Repare-se no seguinte exemplo, colhido ao acaso: um jornalista político de uma grande publicação, com um salário estimado em Cr$ 50 mil, um emprego no Legislativo, em cargo de confiança, que lhe rende Cr$ 35 mil, outro emprego, em cargo de confiança, para a muIher, por mais Cr$ 35 mil; um emprego numa agência de publicidade, de Cr$ 25 mil; e a suspeita generalizada de que recebe do governador de seu próprio Estado.

A reação 

Recentemente, houve uma reação contra esse empreguismo, que produziu alguns frutos importantes. Pela primeira vez, os jornalistas de Brasília passaram a contestar publicamente essa forma de cooptação, e encaminharam a Flávio Marcílio um abaixo-assinado com mais de duzentas assinaturas, protestando contra a nomeação sem concurso, de seus 22 rapazes.

Linhas fornecidas:
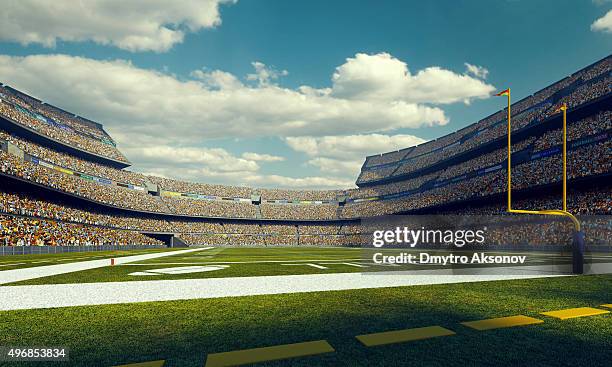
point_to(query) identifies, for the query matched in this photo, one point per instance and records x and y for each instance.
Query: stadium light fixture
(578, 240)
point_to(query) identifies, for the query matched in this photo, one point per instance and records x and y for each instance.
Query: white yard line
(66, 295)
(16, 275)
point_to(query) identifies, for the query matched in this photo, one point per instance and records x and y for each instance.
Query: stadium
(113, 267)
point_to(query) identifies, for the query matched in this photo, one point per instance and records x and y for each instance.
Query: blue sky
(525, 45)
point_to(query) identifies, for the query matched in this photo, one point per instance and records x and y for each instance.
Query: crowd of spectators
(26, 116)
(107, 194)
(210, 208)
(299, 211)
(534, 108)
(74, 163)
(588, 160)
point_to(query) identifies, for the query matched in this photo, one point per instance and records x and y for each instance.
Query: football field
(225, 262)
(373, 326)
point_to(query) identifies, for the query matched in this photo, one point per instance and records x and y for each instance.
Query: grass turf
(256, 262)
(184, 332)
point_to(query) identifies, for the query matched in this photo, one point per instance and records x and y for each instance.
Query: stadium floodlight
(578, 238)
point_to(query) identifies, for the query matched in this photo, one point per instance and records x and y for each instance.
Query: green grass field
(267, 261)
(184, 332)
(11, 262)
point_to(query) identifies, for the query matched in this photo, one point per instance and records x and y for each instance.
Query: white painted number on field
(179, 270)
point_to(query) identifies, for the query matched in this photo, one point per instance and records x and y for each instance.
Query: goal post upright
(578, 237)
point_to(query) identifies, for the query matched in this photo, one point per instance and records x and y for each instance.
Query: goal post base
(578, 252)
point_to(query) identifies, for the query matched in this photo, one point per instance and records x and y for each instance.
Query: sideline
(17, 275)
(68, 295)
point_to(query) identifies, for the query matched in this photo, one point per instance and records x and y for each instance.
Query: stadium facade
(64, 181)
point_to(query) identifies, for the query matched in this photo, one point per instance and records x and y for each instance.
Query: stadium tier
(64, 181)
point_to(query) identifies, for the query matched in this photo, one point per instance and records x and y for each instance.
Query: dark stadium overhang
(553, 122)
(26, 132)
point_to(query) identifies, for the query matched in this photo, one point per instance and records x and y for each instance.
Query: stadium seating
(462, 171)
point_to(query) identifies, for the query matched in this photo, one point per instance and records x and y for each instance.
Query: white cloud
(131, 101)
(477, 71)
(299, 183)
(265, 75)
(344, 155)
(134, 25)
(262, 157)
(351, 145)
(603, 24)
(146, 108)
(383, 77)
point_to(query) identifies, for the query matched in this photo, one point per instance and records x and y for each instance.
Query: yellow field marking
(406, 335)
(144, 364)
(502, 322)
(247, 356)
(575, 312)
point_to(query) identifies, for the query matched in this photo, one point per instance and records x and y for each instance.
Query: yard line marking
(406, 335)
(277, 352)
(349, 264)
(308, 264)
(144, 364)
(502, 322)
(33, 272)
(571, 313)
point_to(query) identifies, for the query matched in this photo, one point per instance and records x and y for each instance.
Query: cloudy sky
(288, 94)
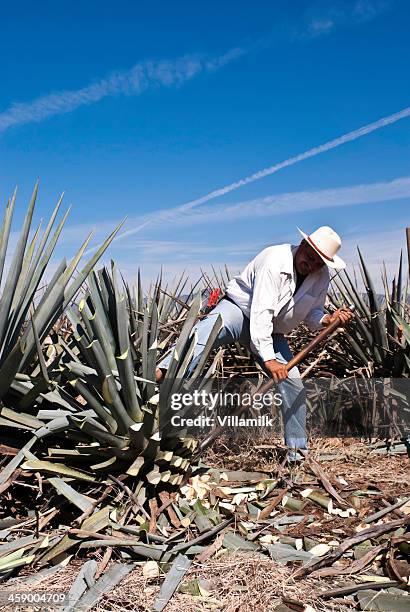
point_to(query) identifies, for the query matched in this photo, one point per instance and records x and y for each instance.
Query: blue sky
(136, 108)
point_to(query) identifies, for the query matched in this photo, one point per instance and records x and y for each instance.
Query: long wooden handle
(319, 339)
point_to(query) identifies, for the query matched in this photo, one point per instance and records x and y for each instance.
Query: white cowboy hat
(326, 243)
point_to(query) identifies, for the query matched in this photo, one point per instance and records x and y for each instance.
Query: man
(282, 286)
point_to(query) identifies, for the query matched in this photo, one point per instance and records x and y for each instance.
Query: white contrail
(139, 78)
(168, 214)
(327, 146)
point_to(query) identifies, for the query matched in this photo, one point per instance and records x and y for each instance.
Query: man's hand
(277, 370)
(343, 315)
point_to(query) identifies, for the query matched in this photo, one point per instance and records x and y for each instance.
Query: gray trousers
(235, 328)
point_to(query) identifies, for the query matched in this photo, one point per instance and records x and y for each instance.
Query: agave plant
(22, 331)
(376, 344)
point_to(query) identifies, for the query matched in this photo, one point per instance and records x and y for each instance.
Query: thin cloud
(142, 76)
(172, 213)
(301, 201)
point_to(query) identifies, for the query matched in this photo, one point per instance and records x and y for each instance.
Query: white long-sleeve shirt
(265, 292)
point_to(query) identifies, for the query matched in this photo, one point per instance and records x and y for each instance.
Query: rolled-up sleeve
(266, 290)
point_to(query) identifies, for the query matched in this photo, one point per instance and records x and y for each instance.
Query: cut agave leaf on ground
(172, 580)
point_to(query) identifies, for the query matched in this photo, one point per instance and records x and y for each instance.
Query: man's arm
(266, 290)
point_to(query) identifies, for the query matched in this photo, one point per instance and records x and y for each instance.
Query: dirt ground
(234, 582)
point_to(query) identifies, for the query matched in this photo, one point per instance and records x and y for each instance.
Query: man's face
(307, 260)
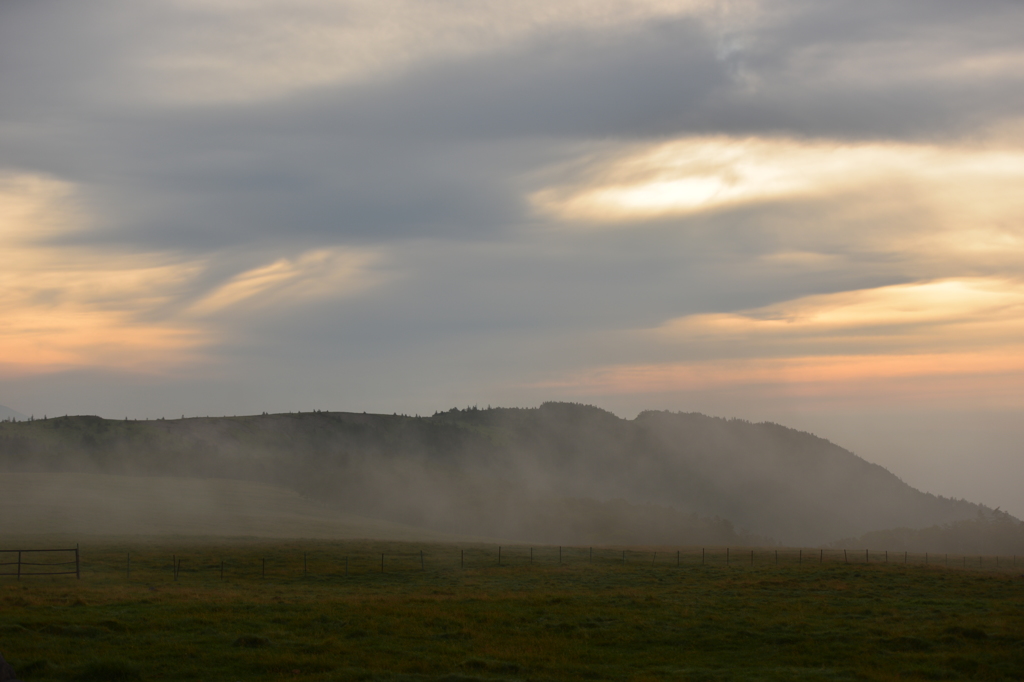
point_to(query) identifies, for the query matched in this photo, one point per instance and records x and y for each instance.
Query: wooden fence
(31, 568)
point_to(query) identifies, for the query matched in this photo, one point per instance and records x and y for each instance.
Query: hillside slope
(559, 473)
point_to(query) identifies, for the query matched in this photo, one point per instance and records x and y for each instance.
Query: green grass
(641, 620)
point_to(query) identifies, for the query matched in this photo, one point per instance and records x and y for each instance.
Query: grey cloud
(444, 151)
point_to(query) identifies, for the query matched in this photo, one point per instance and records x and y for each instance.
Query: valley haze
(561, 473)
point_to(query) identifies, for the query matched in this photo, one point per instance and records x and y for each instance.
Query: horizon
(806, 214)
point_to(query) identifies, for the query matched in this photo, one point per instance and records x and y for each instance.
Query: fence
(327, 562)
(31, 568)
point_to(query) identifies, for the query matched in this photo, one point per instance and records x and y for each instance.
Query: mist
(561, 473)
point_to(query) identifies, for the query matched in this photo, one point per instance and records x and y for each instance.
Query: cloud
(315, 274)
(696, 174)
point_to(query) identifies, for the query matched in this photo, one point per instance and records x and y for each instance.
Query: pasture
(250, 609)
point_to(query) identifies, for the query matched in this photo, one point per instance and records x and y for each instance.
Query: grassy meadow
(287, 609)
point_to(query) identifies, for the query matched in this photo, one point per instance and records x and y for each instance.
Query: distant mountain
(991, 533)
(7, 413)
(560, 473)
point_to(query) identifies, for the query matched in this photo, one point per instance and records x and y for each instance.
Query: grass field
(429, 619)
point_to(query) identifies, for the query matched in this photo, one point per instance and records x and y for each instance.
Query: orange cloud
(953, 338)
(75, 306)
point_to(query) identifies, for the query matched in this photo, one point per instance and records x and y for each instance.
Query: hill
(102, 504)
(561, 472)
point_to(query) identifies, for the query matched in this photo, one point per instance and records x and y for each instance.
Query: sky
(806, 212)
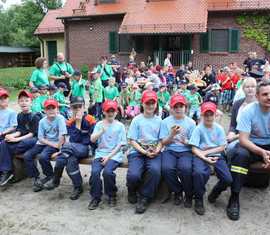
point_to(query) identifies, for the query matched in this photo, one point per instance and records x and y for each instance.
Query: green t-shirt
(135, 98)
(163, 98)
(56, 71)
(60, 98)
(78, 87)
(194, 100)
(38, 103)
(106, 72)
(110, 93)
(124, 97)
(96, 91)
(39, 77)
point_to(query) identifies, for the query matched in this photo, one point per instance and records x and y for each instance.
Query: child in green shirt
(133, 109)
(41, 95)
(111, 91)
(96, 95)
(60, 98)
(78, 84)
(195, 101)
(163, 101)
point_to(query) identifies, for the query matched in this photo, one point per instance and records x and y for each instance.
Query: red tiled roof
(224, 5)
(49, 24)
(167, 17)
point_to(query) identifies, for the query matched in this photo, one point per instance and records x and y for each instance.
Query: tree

Requisitos da tarefa:
A. Transcreva do texto sobre o empreguismo entre jornalistas tudo o que vai desde "Recentemente, houve uma" até "seus 22 rapazes.".
B. Continue o texto sobre o empreguismo entre jornalistas a partir da última frase apresentada.

Respostas do exercício:
A.
Recentemente, houve uma reação contra esse empreguismo, que produziu alguns frutos importantes. Pela primeira vez, os jornalistas de Brasília passaram a contestar publicamente essa forma de cooptação, e encaminharam a Flávio Marcílio um abaixo-assinado com mais de duzentas assinaturas, protestando contra a nomeação sem concurso, de seus 22 rapazes.

B.
Ao mesmo tempo, algumas sucursais decidiram não mais permitir que um setorista continue trabalhando em uma área onde ele possua empregos desse tipo. 

Mas ainda é uma reação tímida e muito distante da elaboração de um código de ética que ao menos inibisse tanto a ação dos jornalistas que vendem seus enfoques, como das publicações que vendem sua linha editorial. 

O Poder ao contato com a imagem portanto, é isso. Ele envolve, seduz, recorre à chantagem emocional, suborna, engana, ameaça cessar o fluxo de informações. E, finalmente, passa à pressão direta. 

É nesse ponto que se manifesta a atuação das Divisões de Segurança e Informação, o braço burocratizado do SNI presente em cada ministério. 

As DSI foram estruturadas praticamente no governo Castello Branco. Cada Ministério possuía uma Seção de Segurança Nacional, vinculada ao Serviço Federal de Informação e Contrainformação (SFICI), o embrião do SNI.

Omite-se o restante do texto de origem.